# What you should do
Scan the entries below, and for each line that includes the word "instance", make a copy.

# Dataset entries
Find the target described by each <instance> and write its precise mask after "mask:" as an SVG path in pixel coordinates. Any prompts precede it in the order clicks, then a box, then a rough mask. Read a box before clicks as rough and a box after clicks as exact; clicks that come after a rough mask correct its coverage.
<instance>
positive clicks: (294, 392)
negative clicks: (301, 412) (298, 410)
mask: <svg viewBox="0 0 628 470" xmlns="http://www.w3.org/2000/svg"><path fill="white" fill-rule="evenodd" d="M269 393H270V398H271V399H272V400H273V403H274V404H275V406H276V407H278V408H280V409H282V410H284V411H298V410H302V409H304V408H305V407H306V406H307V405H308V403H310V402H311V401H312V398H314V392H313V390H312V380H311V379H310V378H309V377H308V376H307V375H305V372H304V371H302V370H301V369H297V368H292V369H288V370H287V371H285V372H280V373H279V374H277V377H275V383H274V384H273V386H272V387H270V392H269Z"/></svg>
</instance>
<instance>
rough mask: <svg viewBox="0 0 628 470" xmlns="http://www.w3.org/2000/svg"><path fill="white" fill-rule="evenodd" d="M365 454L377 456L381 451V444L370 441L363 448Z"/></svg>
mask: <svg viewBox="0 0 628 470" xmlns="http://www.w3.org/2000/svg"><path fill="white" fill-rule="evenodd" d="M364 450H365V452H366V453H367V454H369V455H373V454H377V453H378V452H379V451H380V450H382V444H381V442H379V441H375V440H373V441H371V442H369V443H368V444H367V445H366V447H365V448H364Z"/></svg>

# Result for this task
Find the target described by each <instance> and write its precise mask after "mask:" as an SVG path in pixel coordinates. Any prompts precede it in the order clicks, then a box, then a rough mask. Read a box before clicks as rough and a box after clicks as exact; clicks that come after a rough mask correct its coverage.
<instance>
</instance>
<instance>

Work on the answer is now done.